> [EXCERTO]
▶

Sim, chegado a este ponto posso afirmar com todas as letras: estava desmotivado, frustrado, saturado, desconsiderado e farto de me sentir a mais numa escola de cujo léxico desapareceu, como do próprio Estatuto da Carreira Docente, palavras como ensinar e aprender. Que futuro é possível esperar de uma escola (e de um país) onde os professores se sentem a mais?   
Portanto, e porque tal como Mahatma Gandhi, também eu considero que "perderei a minha utilidade no dia em que abafar a voz da consciência em mim" e também em memória do meu passado profissional não pude assim aceitar o que me foi proposto (ou imposto) quase no início deste ano lectivo.
Nesta conformidade, recusei trabalhar numa outra escola para a qual nunca concorri e a cujo quadro nunca pertenci. Recusei ainda, e sobretudo, porque me obrigaria a trabalhar numa unidade de apoio especializado que sempre repudiei por considerar que este é um modelo de ensino demasiado estruturado e preconiza uma Educação Especial em ambiente físico segregado dos restantes alunos da escola e, portanto, em nada contribui, na minha opinião, para a inclusão social dos alunos portadores de deficiência. Não tinha, por isso, nada a ver comigo e com a forma como penso a Educação Especial. Desde que comecei a trabalhar com alunos especiais sempre defendi o incentivo da relação desses alunos com os outros (os ditos normais), permitindo uma riqueza interaccional e um melhor desenvolvimento, designadamente, através da mais completa e normal socialização existindo, simultaneamente, alguns ganhos para os outros alunos, por exemplo, a nível de maiores recursos educativos e do desenvolvimento de atitudes normativas.

Nesse dia 15 de Setembro de 2010, não aceitando aquelas condições que me foram impostas, tomei a decisão de recuar do "campo de batalha" mas ... sem me render ao "inimigo"
Resolvi, em conformidade com a minha consciência, aguardar estrategicamente o melhor momento para desferir o golpe final. Tal como alguém disse: Eu não venci todas as vezes que lutei. Mas perdi todas as vezes que deixei de lutar.

◀

> [EXCERTOS DE DADOS]
▶

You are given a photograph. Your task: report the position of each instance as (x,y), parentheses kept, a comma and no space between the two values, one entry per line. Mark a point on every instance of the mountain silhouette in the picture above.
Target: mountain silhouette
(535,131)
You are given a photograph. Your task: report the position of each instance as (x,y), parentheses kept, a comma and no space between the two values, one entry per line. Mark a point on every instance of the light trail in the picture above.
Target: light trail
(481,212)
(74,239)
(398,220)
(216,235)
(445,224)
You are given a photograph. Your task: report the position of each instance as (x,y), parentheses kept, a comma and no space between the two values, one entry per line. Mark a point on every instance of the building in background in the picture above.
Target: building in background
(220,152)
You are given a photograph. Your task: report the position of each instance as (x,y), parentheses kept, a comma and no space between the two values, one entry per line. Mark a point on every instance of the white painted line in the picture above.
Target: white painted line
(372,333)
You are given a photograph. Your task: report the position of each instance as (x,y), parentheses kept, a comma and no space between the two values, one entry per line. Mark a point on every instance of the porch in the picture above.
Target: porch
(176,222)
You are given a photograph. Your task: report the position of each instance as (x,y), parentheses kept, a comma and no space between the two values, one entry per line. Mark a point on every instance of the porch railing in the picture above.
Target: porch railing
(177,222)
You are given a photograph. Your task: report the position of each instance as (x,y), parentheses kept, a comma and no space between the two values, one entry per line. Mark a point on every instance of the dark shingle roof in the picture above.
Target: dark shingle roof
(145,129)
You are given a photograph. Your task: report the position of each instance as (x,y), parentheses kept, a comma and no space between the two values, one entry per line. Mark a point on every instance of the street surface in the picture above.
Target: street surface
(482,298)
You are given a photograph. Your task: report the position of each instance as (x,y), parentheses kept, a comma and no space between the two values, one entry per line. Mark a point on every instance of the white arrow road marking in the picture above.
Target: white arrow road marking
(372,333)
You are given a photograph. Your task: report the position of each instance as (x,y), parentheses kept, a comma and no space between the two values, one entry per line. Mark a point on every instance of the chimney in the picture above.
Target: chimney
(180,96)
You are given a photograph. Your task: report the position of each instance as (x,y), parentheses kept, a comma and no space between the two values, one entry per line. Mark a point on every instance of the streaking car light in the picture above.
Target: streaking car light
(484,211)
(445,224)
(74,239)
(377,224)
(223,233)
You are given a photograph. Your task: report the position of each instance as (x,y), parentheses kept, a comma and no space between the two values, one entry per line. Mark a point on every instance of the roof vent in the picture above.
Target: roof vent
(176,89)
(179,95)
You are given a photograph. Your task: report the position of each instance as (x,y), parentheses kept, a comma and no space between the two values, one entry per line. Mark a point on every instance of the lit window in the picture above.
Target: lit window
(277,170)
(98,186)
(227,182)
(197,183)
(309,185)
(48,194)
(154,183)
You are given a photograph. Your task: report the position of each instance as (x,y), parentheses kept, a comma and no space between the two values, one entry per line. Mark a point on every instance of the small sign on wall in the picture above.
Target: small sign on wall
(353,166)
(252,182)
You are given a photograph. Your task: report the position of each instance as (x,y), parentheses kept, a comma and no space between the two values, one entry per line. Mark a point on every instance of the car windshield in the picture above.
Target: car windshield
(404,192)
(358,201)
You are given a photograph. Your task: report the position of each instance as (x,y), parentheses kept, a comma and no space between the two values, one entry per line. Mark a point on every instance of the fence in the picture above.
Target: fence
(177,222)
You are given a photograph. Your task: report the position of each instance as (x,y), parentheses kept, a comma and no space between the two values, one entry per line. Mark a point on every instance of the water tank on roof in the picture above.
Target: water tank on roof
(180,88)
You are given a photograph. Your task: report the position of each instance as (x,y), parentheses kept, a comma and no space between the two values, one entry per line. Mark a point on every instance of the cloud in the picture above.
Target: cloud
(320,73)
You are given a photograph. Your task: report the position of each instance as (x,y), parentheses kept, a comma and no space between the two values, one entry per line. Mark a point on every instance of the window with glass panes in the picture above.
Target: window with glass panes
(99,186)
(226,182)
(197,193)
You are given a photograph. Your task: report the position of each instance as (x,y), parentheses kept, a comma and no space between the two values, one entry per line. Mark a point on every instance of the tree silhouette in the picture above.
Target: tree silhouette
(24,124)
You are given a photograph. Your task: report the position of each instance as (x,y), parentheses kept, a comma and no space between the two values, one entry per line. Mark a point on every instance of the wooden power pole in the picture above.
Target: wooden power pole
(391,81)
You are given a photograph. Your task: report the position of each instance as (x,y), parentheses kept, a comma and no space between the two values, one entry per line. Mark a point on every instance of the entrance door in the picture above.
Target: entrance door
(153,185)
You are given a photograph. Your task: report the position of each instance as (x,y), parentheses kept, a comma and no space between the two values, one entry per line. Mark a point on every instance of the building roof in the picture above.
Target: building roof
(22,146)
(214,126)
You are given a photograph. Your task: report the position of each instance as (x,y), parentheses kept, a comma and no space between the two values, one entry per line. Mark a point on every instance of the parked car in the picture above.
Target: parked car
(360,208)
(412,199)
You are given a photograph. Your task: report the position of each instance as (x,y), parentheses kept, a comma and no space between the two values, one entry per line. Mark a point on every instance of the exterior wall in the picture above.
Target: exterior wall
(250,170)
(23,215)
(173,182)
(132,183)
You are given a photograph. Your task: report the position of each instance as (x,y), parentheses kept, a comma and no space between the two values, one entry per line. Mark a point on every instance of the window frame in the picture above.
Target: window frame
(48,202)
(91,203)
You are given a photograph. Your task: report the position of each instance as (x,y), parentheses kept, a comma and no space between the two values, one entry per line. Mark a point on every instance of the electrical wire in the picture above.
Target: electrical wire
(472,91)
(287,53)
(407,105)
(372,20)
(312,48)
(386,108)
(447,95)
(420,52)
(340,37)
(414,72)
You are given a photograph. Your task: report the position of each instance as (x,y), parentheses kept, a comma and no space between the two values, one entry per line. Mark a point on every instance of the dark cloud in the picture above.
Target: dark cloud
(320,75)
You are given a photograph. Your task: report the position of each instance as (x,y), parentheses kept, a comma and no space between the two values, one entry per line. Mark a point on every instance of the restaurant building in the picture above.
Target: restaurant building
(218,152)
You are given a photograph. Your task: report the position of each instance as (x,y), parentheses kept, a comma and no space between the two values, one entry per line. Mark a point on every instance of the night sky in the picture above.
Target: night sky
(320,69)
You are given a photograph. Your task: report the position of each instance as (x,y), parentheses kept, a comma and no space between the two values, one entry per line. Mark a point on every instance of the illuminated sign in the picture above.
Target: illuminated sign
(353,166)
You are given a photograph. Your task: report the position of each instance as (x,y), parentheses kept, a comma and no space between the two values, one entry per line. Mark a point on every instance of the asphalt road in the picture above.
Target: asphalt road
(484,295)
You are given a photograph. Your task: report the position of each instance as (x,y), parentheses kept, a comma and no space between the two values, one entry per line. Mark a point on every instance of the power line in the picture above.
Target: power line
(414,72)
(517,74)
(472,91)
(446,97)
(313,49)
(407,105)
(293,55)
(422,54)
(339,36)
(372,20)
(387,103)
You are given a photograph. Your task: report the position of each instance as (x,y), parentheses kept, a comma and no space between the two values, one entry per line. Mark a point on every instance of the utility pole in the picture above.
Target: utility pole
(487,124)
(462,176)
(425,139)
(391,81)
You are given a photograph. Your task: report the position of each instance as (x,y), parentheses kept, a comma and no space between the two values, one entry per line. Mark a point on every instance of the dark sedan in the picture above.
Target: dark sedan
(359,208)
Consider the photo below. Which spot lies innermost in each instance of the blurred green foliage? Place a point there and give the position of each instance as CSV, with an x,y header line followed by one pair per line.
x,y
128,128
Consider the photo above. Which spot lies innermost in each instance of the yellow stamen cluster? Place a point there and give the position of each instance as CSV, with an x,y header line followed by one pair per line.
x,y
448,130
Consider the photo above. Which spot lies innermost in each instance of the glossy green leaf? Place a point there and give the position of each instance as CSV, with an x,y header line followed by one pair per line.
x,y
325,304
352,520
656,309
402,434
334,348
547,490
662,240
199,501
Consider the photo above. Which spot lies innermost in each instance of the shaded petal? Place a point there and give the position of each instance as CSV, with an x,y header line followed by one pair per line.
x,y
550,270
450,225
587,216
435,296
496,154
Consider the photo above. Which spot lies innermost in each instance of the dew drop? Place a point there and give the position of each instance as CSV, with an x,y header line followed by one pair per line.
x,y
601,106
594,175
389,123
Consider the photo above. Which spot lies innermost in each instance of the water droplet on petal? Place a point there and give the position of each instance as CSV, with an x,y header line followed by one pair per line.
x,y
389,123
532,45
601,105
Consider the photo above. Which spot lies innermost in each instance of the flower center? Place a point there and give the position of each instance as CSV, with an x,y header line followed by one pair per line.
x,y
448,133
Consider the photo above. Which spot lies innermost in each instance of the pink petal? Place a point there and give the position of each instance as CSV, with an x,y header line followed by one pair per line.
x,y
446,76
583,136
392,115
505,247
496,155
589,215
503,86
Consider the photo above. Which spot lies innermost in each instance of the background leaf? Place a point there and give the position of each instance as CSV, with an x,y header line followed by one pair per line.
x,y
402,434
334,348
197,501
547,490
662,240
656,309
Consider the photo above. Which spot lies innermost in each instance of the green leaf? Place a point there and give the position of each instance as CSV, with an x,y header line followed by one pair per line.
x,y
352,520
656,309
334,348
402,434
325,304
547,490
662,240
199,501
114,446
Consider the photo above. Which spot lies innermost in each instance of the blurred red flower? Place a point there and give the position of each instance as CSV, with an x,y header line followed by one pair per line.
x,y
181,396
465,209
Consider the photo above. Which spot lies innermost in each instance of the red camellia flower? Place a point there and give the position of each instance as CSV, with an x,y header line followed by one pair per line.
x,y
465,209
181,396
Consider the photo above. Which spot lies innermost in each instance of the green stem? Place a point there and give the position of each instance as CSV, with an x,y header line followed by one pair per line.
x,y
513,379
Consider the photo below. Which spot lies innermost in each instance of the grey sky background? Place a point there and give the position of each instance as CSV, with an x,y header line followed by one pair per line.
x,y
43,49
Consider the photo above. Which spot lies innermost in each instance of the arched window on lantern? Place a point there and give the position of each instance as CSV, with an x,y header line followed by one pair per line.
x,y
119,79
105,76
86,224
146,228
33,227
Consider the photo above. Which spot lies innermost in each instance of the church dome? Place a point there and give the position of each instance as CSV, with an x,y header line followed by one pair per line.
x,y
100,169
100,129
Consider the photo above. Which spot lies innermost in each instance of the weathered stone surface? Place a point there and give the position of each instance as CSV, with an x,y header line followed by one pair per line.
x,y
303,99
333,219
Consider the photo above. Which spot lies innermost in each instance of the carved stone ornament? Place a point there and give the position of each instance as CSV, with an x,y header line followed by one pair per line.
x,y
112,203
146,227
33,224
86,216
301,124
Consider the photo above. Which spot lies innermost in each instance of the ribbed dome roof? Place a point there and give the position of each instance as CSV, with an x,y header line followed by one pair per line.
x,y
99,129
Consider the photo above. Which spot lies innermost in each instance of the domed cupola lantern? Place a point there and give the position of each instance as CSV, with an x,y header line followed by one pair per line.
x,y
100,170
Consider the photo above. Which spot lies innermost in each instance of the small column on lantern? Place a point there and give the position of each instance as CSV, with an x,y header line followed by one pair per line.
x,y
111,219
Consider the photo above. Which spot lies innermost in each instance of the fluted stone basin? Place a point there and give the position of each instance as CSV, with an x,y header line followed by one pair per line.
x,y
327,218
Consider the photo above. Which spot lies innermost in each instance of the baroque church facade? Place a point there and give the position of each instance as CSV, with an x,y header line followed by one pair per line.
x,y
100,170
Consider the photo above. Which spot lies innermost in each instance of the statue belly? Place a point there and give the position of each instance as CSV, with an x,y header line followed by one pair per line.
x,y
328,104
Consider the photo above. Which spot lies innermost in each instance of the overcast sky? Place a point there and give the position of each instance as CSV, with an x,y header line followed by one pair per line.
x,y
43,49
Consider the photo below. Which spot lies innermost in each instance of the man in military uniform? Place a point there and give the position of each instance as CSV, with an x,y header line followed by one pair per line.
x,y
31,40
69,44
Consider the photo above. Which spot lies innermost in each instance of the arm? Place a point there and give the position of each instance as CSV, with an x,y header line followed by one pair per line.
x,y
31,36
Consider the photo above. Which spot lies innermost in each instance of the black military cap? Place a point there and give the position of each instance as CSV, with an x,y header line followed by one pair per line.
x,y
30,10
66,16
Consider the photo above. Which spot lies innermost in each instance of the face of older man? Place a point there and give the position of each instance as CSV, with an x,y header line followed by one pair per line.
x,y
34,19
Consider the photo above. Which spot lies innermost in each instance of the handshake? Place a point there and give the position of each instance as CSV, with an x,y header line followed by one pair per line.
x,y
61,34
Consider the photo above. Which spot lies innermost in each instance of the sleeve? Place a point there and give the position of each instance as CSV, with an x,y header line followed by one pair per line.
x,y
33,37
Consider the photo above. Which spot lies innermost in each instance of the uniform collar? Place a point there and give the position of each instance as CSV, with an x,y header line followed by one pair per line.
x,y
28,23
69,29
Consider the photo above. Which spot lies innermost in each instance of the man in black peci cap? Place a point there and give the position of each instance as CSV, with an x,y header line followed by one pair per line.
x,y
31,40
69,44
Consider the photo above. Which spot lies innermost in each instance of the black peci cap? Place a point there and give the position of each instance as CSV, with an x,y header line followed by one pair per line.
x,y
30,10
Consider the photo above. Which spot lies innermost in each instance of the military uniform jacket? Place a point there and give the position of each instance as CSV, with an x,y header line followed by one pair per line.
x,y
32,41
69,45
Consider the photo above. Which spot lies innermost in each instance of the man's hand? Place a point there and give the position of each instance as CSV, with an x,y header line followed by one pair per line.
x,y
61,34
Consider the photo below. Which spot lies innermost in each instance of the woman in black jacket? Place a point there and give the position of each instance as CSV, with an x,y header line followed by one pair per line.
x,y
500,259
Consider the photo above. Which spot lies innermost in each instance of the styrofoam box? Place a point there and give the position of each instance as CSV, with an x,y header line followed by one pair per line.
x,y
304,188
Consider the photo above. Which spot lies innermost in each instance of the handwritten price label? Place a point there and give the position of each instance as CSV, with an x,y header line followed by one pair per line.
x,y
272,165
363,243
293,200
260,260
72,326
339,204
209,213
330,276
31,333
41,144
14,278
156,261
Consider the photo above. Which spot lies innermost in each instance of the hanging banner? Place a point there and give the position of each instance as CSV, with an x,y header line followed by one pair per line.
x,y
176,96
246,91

◀

> [TAREFA A] Segundo o excerto, em que data foi tomada a decisão de recuar do "campo de batalha"?
> [TAREFA B] Retome o excerto sobre a recusa de trabalhar numa unidade de apoio especializado, continuando-o a partir da última frase apresentada.

> [RESPOSTA ESCRITA A] A 15 de Setembro de 2010.

> [RESPOSTA ESCRITA B]
Não me pus a chorar porque algo correu mal. Vim reflectir, tomar nota, e partir para outra... aproveitar a boa saúde física e mental, recordando as coisas boas do passado e a juventude mas sem nostalgias parvas, porque a juventude ela própria também esteve cheia de nostalgias e de problemas. 
Vim desfrutar a vida e gozar plenamente cada dia sem medo do ócio ou da solidão.
Vim fazer companhia à Amélia, minha mulher, companheira e amiga a quem devo muito daquilo que sou, ou fui, em termos profissionais. Para além do amor, da atenção, da compreensão e do incentivo manifestados ao longo de uma vida.
Juntos não teremos medo de ser felizes agora. Vamos continuar o nosso caminho juntos e sempre unidos, venha o que vier a reservar-nos o futuro. Porque este será sempre influenciado pela positiva vivência actual, que é preciso desfrutar e aproveitar.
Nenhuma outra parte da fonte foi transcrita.